Exercise brief. Every record below is to be retyped exactly.

○ ○ ○ ○ ○

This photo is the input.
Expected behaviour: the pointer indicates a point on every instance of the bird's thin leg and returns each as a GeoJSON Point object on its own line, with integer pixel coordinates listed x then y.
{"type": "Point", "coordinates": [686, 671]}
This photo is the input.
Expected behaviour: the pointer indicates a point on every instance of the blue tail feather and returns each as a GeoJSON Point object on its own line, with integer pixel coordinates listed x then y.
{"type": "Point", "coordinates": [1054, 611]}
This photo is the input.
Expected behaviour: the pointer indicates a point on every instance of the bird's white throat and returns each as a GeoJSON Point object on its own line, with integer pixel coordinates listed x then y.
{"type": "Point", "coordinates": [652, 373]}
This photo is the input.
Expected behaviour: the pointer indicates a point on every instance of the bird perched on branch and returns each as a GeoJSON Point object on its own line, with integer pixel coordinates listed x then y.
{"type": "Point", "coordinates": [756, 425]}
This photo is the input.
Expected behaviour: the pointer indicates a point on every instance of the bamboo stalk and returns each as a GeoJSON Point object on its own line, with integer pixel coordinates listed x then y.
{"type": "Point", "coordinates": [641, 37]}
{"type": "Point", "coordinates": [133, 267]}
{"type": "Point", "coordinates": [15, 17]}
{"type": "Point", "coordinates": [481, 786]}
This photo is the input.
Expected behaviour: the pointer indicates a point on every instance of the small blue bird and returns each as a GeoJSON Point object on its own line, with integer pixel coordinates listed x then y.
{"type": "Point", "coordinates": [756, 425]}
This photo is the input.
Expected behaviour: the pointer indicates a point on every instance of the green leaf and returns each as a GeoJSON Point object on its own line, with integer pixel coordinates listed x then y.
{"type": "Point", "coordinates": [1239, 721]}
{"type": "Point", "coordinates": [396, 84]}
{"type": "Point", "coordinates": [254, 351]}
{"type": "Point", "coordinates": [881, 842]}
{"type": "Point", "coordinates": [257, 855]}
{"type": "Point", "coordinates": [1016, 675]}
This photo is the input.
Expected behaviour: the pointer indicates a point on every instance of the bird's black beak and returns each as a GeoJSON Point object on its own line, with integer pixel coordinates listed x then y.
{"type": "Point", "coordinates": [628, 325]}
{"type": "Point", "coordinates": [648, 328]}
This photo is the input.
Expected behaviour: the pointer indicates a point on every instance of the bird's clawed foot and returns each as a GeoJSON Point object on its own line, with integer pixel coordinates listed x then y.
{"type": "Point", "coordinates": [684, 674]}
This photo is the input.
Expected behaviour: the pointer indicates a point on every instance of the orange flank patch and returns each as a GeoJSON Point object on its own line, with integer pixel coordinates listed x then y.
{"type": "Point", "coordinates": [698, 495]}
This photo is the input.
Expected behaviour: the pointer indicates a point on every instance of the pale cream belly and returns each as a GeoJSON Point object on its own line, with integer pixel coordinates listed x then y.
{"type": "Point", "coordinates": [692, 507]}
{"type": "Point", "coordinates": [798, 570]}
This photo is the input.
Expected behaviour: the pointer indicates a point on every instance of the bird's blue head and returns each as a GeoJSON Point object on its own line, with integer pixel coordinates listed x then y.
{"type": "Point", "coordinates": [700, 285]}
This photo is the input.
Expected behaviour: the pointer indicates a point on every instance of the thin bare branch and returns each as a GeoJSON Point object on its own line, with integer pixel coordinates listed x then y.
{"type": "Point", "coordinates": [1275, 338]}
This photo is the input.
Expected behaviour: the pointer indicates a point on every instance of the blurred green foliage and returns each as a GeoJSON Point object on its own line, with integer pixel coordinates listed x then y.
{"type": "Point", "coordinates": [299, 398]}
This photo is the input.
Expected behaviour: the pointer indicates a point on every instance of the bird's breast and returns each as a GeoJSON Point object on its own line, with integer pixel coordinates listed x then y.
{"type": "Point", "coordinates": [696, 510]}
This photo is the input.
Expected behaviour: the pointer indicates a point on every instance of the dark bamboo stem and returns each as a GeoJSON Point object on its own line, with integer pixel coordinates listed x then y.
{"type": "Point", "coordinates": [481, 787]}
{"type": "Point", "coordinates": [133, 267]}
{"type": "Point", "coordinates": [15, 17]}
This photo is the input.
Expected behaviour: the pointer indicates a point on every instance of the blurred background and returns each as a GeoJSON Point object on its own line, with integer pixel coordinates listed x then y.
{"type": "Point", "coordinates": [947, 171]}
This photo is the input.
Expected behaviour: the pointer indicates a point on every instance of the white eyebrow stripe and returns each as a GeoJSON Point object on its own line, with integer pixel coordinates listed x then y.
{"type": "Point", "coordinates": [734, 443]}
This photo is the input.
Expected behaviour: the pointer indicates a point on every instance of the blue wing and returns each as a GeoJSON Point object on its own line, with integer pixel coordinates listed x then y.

○ ○ ○ ○ ○

Solution to the exercise.
This photo is the input.
Expected behaviour: the pointer indicates a point on every instance of the bird's thin leg and returns each as a GeoJSON Point object on its own line, with integer pixel coordinates listed x then y.
{"type": "Point", "coordinates": [686, 671]}
This photo is the input.
Expected behaviour: the pointer indicates a point on every instance of the blue tail feather and returns each as a GeoJSON Point object on its own line, with integer pixel coordinates listed x then y.
{"type": "Point", "coordinates": [1054, 611]}
This photo is the input.
Expected behaviour: the pointer indicates a point on every instance of the bird's white throat and returns each as a GeoJSON Point object on its own line, with integer pixel coordinates listed x then y.
{"type": "Point", "coordinates": [652, 373]}
This photo is the input.
Expected behaviour: the pointer indicates a point on every instance of the bird perched on branch and returns each as a GeoJSON Point object on its own line, with integer pixel coordinates listed x then y.
{"type": "Point", "coordinates": [756, 425]}
This photo is the input.
Expected behaviour: the pointer indicates a point on every instance of the bamboo stalk and returns each as a GeoJSON Point object on its own line, with integer pixel coordinates listed x then y.
{"type": "Point", "coordinates": [641, 37]}
{"type": "Point", "coordinates": [133, 267]}
{"type": "Point", "coordinates": [15, 17]}
{"type": "Point", "coordinates": [481, 786]}
This photo is the input.
Expected behaviour: the pointer indicates a point on every instance of the small blue bird and returns each as a GeoJSON Point object on its own line, with integer pixel coordinates listed x then y.
{"type": "Point", "coordinates": [756, 425]}
This photo is the input.
Expected behaviour: the pointer indicates a point on every instance of the green leaf and returns each as a GeoJSON Point object on its own line, with integer pixel coordinates listed x then y.
{"type": "Point", "coordinates": [1239, 721]}
{"type": "Point", "coordinates": [396, 84]}
{"type": "Point", "coordinates": [254, 351]}
{"type": "Point", "coordinates": [881, 842]}
{"type": "Point", "coordinates": [257, 855]}
{"type": "Point", "coordinates": [1016, 675]}
This photo is the input.
Expected behaviour: the pointer indicates a point on every instance of the bird's black beak and returns each as a GeoJSON Point object on its own line, with integer pixel coordinates listed x then y.
{"type": "Point", "coordinates": [628, 325]}
{"type": "Point", "coordinates": [648, 328]}
This photo is the input.
Expected behaviour: the pointer indicates a point on every instance of the bird's clawed foot and returns each as a GeoJSON Point object on its own line, with integer pixel coordinates listed x then y.
{"type": "Point", "coordinates": [684, 674]}
This photo is the input.
Expected behaviour: the pointer indicates a point on every instance of the orange flank patch and returns each as a GeoJSON Point object on its own line, with integer pixel coordinates listed x then y.
{"type": "Point", "coordinates": [698, 495]}
This photo is the input.
Expected behaviour: the pointer indicates a point on every instance of the pale cream belly and returns each as a GeoJSON Point object on its own line, with integer pixel coordinates listed x then y.
{"type": "Point", "coordinates": [692, 507]}
{"type": "Point", "coordinates": [798, 570]}
This photo is the input.
Expected behaviour: the pointer indicates a point on every instance of the bird's blue head and returns each as a GeoJSON Point object on its own line, with integer pixel coordinates listed x then y.
{"type": "Point", "coordinates": [700, 285]}
This photo is the input.
Expected behaviour: the pointer indicates a point on every instance of the thin bare branch and returns each as a GeoJSON Point object on its own line, with integer pixel coordinates listed x then y.
{"type": "Point", "coordinates": [1275, 338]}
This photo is the input.
Expected behaviour: the pointer indicates a point on every instance of the blurred green foliage and returns each as a GeoJSON Point object on its own line, with integer pixel coordinates listed x then y.
{"type": "Point", "coordinates": [299, 398]}
This photo is the input.
Expected behaviour: the pointer indicates a point on every instance of the bird's breast and returns each as a GeoJSON Point object on its own line, with integer pixel coordinates listed x then y.
{"type": "Point", "coordinates": [696, 510]}
This photo is the input.
Expected behaviour: the pointer indicates a point on every instance of the dark bamboo stem and returns each as a GeoJSON Point object on its own line, with integer pixel coordinates listed x then y.
{"type": "Point", "coordinates": [481, 787]}
{"type": "Point", "coordinates": [133, 267]}
{"type": "Point", "coordinates": [15, 17]}
This photo is the input.
Expected behaviour: the pointer indicates a point on every instance of the blurred background and returns each as a GeoJSON Point object on its own line, with integer pixel coordinates listed x then y.
{"type": "Point", "coordinates": [947, 171]}
This photo is the input.
Expected behaviour: the pointer indicates a point on every instance of the white eyebrow stripe and returns each as a GeoJSON Point object on its own line, with integer pixel coordinates listed x then y.
{"type": "Point", "coordinates": [734, 443]}
This photo is the input.
Expected behaviour: the pointer indicates a point on every instance of the blue wing and returns each as a GeoJSON Point object on its own line, with integer pixel coordinates listed x then y.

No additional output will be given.